• [Short problem] Copy out all of the material below line for line, requests included, and shift every point's coordinates by adding 6 to each number.

• [Provided data]

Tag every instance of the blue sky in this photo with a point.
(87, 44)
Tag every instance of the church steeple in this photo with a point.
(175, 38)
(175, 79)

• [Finished task]
Tag every instance of the blue sky in this photo with a point.
(93, 50)
Tag every instance of the church steeple in this photo with a point.
(181, 44)
(181, 85)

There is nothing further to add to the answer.